- Problem
Set out every line of the items below as a Markdown table with two columns, Row and Line. Number the rows in order and leave out any blank lines.
— BEGIN Data —
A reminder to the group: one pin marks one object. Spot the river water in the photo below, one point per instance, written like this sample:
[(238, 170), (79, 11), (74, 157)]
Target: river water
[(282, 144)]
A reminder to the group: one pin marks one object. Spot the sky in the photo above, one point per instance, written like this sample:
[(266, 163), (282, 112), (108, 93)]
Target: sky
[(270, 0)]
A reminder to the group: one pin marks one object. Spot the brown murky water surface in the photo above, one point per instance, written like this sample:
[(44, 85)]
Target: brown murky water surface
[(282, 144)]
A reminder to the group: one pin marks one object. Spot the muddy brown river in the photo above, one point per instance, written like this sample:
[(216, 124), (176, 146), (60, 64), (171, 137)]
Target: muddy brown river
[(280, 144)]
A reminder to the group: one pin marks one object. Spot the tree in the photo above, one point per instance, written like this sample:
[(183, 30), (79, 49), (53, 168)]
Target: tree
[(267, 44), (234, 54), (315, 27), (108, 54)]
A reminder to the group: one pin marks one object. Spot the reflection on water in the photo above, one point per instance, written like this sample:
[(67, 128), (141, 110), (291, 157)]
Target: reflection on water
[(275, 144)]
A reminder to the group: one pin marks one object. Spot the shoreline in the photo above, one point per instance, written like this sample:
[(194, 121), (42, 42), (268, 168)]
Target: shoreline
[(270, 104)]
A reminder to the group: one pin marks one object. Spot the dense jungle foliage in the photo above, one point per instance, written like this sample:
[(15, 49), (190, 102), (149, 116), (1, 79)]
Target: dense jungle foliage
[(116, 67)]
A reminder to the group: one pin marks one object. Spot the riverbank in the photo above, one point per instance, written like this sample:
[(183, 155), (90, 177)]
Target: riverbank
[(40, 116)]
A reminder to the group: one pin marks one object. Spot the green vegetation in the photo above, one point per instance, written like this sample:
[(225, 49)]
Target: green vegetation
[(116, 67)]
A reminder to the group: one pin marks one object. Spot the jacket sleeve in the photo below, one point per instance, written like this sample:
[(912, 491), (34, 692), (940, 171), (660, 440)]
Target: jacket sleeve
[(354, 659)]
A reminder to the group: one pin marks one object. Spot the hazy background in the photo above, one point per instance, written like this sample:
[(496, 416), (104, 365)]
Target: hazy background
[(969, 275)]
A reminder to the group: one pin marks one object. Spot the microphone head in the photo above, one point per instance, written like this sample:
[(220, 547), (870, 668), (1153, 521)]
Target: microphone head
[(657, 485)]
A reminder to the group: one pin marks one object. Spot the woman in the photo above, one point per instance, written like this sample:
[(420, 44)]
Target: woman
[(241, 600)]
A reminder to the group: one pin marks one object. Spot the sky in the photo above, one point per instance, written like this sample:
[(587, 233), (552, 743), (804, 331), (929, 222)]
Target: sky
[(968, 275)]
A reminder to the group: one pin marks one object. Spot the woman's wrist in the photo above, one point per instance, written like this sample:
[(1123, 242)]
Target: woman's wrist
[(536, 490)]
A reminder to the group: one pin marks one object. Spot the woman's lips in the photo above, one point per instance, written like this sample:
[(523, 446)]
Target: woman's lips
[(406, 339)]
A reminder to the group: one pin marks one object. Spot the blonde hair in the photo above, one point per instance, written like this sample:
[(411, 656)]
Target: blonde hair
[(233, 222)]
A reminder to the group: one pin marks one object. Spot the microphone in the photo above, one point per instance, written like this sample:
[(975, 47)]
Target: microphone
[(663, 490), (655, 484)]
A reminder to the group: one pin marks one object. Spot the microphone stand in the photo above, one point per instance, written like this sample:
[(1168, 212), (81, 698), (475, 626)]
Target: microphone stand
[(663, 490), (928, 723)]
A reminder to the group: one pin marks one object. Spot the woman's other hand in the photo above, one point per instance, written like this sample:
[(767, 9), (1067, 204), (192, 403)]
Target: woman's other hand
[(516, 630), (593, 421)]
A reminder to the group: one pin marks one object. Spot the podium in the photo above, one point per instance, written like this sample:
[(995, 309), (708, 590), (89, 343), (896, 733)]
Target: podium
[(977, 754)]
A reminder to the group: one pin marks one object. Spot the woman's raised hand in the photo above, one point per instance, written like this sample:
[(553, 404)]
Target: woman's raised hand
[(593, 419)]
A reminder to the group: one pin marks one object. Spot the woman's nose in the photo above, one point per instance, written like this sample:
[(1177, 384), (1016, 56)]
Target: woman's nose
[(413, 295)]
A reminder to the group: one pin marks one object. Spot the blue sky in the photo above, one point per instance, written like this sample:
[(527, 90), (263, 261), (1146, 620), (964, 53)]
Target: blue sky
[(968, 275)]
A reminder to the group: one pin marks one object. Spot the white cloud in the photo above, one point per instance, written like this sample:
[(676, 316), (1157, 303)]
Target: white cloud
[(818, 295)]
— END Data —
- The completed task
| Row | Line |
|---|---|
| 1 | A reminder to the group: one pin marks one object. Spot the river water in the photo below, one point per instance, written like this sample: |
| 2 | [(238, 170), (79, 11), (74, 157)] |
| 3 | Target: river water |
| 4 | [(282, 144)] |
| 5 | A reminder to the group: one pin marks one object. Spot the sky in the photo above, one point per instance, written like this sample: |
| 6 | [(266, 163), (282, 112), (108, 93)] |
| 7 | Target: sky |
| 8 | [(270, 0)] |
| 9 | A reminder to the group: one pin marks one object. Spot the brown murky water surface in the photo above, one point per instance, written like this sample: |
| 10 | [(44, 85)] |
| 11 | Target: brown murky water surface |
| 12 | [(282, 144)] |
| 13 | A reminder to the group: one pin marks one object. Spot the muddy brown river in the photo above, one point per instance, written like this sample: |
| 14 | [(216, 124), (176, 146), (60, 64), (171, 137)] |
| 15 | Target: muddy brown river |
| 16 | [(280, 144)] |
| 17 | A reminder to the group: one pin marks one object. Spot the tree in the photo above, one point per instance, written like this sample: |
| 18 | [(183, 30), (79, 49), (53, 168)] |
| 19 | Target: tree |
| 20 | [(267, 44), (234, 54), (315, 27), (108, 54)] |
| 21 | A reminder to the group: one pin marks one object. Spot the reflection on water in the photo above, one point per instance, written like this sample: |
| 22 | [(67, 128), (141, 110), (291, 157)] |
| 23 | Target: reflection on water |
| 24 | [(275, 144)] |
| 25 | A reminder to the group: one pin marks one object. Spot the shoreline in the photo above, one point per instance, written like this sample: |
| 26 | [(194, 121), (42, 42), (268, 168)] |
| 27 | Target: shoreline |
| 28 | [(270, 104)] |
| 29 | A reminder to the group: one pin marks one object. Spot the dense jungle foliage in the photo above, one point per instance, written like this sample: |
| 30 | [(15, 49), (190, 102), (149, 116), (1, 79)] |
| 31 | Target: dense jungle foliage |
| 32 | [(116, 67)] |
| 33 | A reminder to the group: one pin marks one object. Spot the riverbank in the photo above, one point per instance, written like this sample: |
| 34 | [(183, 155), (90, 177)] |
| 35 | Target: riverbank |
| 36 | [(40, 116)] |
| 37 | A reminder to the group: one pin marks one object. Spot the green vegetation in the photo above, one point per instance, written like this sample: |
| 38 | [(225, 49)] |
| 39 | Target: green vegetation |
| 40 | [(116, 67)] |
| 41 | A reminder to the group: one pin marks one object. Spot the jacket sleeve in the photo below, one point per instance, written like this sample: |
| 42 | [(912, 491), (34, 692), (940, 171), (660, 440)] |
| 43 | Target: jacket sleeve |
| 44 | [(354, 659)] |
| 45 | A reminder to the group: one pin marks one object. Spot the hazy background in the photo above, one point per instance, written like this sample: |
| 46 | [(496, 416), (104, 365)] |
| 47 | Target: hazy background |
| 48 | [(969, 275)] |
| 49 | A reminder to the group: one pin marks one object. Spot the microphone head in the photo above, one point per instance, written like this sample: |
| 50 | [(220, 547), (870, 668), (1153, 521)] |
| 51 | Target: microphone head |
| 52 | [(657, 485)] |
| 53 | A reminder to the group: one pin marks one object. Spot the woman in the photo above, one point per instance, written like this sample: |
| 54 | [(420, 44)] |
| 55 | Target: woman |
| 56 | [(241, 600)] |
| 57 | A reminder to the group: one pin marks one object. Spot the sky in the photo above, one point per instance, written like this sample: |
| 58 | [(587, 233), (552, 743), (804, 331), (929, 222)] |
| 59 | Target: sky |
| 60 | [(968, 275)] |
| 61 | A reminder to the group: one pin marks one object. Spot the woman's wrist in the photo above, one point per instance, written like this sample: |
| 62 | [(1123, 242)] |
| 63 | Target: woman's wrist |
| 64 | [(536, 490)] |
| 65 | A reminder to the group: one pin marks one object. Spot the woman's lips in the photo above, one point per instance, written like this sample: |
| 66 | [(523, 446)] |
| 67 | Target: woman's lips |
| 68 | [(406, 339)] |
| 69 | A reminder to the group: one pin marks one object. Spot the blonde hair in the photo above, one point per instance, written like this sample: |
| 70 | [(411, 656)] |
| 71 | Target: blonde hair |
| 72 | [(233, 222)] |
| 73 | A reminder to the group: one pin marks one object. Spot the microphone in the photo above, one point per instance, written like this sample: |
| 74 | [(975, 47)] |
| 75 | Target: microphone |
| 76 | [(663, 490), (655, 484)] |
| 77 | A reminder to the group: one pin marks one object. Spot the microphone stand in the photo above, one point per instance, written like this sample: |
| 78 | [(1168, 212), (81, 698), (475, 626)] |
| 79 | Target: microphone stand |
| 80 | [(663, 490), (928, 723)] |
| 81 | A reminder to the group: one pin marks one object. Spot the woman's other hand in the photo above, one point per instance, written like this sample: |
| 82 | [(767, 9), (1067, 204), (192, 403)] |
| 83 | Target: woman's other hand |
| 84 | [(516, 630), (593, 421)] |
| 85 | A reminder to the group: one pin marks one object. Spot the podium in the photo above, one point per instance, written like this sample: |
| 86 | [(995, 309), (708, 590), (89, 343), (896, 733)] |
| 87 | Target: podium |
| 88 | [(977, 754)] |
| 89 | A reminder to the group: one pin marks one object. Spot the woman's raised hand in the photo above, one point per instance, written like this sample: |
| 90 | [(553, 404)] |
| 91 | Target: woman's raised hand |
| 92 | [(593, 419)] |
| 93 | A reminder to the group: one pin marks one object. Spot the woman's nose in the photo above, one point per instance, written like this sample: |
| 94 | [(1177, 384), (1016, 56)] |
| 95 | Target: woman's nose |
| 96 | [(413, 295)] |
| 97 | A reminder to the group: one pin marks one object. Spot the blue sky in the photo above, one point per instance, written like this sample: |
| 98 | [(527, 90), (263, 261), (1146, 620), (964, 53)] |
| 99 | Target: blue sky |
| 100 | [(968, 275)] |
| 101 | A reminder to the group: one pin marks one object. Spot the white cloud in the photo above, one point per instance, written like this sample: |
| 102 | [(676, 316), (1157, 303)] |
| 103 | Target: white cloud |
| 104 | [(818, 295)] |